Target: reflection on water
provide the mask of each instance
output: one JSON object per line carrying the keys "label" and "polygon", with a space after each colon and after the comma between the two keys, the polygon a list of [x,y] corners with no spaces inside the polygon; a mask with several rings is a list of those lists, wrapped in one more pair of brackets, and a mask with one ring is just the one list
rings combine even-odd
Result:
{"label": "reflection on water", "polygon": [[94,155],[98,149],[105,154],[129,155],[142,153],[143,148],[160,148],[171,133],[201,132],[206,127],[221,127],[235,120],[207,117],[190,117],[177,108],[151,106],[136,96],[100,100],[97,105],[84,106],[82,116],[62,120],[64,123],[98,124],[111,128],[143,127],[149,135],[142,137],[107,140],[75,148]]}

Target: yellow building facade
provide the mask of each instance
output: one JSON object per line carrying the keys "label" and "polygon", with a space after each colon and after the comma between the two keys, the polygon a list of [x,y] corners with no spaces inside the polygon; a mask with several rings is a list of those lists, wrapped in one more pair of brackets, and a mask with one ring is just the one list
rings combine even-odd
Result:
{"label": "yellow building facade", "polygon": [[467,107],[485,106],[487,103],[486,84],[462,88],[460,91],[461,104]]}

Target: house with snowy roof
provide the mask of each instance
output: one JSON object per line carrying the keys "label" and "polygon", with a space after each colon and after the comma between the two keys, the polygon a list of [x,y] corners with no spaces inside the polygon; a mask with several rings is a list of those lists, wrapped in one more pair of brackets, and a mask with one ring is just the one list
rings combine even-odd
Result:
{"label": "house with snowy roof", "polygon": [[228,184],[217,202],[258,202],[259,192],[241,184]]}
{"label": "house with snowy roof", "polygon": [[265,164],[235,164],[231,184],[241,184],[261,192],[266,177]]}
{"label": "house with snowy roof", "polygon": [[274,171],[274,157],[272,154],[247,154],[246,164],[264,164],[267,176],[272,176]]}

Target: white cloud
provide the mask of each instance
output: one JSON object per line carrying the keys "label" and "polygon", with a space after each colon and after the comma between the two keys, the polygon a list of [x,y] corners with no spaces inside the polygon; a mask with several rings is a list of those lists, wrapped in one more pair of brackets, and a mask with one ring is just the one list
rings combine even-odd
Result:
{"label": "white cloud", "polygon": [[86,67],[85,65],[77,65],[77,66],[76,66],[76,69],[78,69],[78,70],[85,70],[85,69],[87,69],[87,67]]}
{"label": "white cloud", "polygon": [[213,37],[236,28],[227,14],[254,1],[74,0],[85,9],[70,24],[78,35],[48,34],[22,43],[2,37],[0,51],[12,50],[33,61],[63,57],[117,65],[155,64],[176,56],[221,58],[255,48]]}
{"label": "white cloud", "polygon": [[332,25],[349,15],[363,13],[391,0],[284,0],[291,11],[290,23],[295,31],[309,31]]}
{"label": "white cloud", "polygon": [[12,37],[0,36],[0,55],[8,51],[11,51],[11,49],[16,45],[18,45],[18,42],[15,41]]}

_ _ _ _

#### YOUR TASK:
Locate every line in the material above that contains the string "Target", and copy each such line in full.

#### FULL SOLUTION:
Target: reflection on water
Target: yellow building facade
Target: house with snowy roof
Target: white cloud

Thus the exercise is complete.